課題一覧:
1. 町議会議員選挙に関する判決文のうち、「仙台高等裁判所秋田支部 昭和37年(ナ)1号 判決」から「選挙に於ける選挙人であつた。」までを、両端の語句も含めて一字一句違えずに書き写してください。
2. 町議会議員選挙に関する判決文によると、八郎潟町議会の議員定員は何名ですか。

仙台高等裁判所秋田支部 昭和37年(ナ)1号 判決 1963年8月26日
原告 渡部新右衛門 外一名
補助参加人 渡部養蔵
被告 秋田県選挙管理委員会
主文
昭和三十六年九月六日執行の秋田県南秋田郡八郎潟町議会議員一般選挙の当選の効力に関する訴願に対し被告が昭和三十七年二月九日なした裁決を取消す。
訴訟費用は被告の負担とする。
事実
原告ら訴訟代理人は主文同旨の判決を求めその請求の原因として次の通り述べた。
一、昭和三十六年九月六日秋田県南秋田郡八郎潟町議会議員の一般選挙が執行せられ原告両名は右選挙に於ける選挙人であつた。
二、同議会の議員定員は二十二名で右選挙の選挙会は別表選挙会決定欄記載の通り有効得票の多数順に畠山太郎以下小柳三代男迄二十一名の当選は直に決定したが最後の一名は候補者渡部養蔵、同伊藤貞信の各有効得票百二十四票、同藤井金栄百二十三票と決定したので同数の渡部養蔵、伊藤貞信間で抽籖した結果渡部養蔵の当選が決定した。
三、右決定に対し訴外伊藤幸二郎は昭和三十六年九月一六日南秋田郡八郎潟町選挙管理委員会(以下「町委員会」という)に当選の効力に関する異議の申立をなしたが同年十月七日町委員会は申立棄却の決定をなした。
右訴外人は之に対し秋田県選挙管理委員会(以下「被告委員会」又は「県委員会」という)に訴願したところ被告委員会は昭和三十七年二月九日別表裁決欄記載の通り有効得票を決定し
「昭和三十六年九月六日執行の一般選挙における当選の効力に関する異議申立について八郎潟町選挙管理委員会が同年十月七日なした棄却の決定はこれを取消す。

提示データ:
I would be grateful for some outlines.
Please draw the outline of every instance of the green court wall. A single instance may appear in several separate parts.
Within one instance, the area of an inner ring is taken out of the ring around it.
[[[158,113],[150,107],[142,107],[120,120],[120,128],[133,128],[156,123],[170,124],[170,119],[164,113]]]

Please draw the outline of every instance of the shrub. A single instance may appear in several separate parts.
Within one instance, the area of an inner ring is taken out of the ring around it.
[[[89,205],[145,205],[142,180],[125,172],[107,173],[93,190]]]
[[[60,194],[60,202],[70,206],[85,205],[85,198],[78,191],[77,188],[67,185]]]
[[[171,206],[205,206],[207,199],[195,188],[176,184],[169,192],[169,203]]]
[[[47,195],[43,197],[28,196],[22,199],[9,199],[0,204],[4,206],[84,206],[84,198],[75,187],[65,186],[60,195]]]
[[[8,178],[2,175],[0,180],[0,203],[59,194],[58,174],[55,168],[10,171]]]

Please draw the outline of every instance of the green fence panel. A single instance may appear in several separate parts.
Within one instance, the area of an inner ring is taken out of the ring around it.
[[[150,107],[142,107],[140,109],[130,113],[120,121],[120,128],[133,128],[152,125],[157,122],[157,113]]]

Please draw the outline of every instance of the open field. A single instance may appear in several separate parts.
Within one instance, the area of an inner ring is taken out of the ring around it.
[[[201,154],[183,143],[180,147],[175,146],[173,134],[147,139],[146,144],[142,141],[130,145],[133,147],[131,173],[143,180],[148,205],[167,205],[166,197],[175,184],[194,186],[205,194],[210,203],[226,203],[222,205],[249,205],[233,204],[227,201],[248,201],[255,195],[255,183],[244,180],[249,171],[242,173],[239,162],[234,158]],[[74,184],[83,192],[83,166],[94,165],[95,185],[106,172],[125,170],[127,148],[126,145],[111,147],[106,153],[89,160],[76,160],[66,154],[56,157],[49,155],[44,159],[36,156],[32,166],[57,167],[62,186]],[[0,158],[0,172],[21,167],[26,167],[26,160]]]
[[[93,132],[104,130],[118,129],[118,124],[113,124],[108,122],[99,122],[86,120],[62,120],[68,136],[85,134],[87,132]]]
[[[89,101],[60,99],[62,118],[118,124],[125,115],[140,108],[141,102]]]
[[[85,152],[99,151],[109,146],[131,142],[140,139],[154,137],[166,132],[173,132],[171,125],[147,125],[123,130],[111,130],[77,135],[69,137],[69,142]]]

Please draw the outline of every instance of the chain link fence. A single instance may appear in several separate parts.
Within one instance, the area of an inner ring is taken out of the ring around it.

解答結果:
1.
仙台高等裁判所秋田支部 昭和37年(ナ)1号 判決 1963年8月26日
原告 渡部新右衛門 外一名
補助参加人 渡部養蔵
被告 秋田県選挙管理委員会
主文
昭和三十六年九月六日執行の秋田県南秋田郡八郎潟町議会議員一般選挙の当選の効力に関する訴願に対し被告が昭和三十七年二月九日なした裁決を取消す。
訴訟費用は被告の負担とする。
事実
原告ら訴訟代理人は主文同旨の判決を求めその請求の原因として次の通り述べた。
一、昭和三十六年九月六日秋田県南秋田郡八郎潟町議会議員の一般選挙が執行せられ原告両名は右選挙に於ける選挙人であつた。

2. 二十二名です。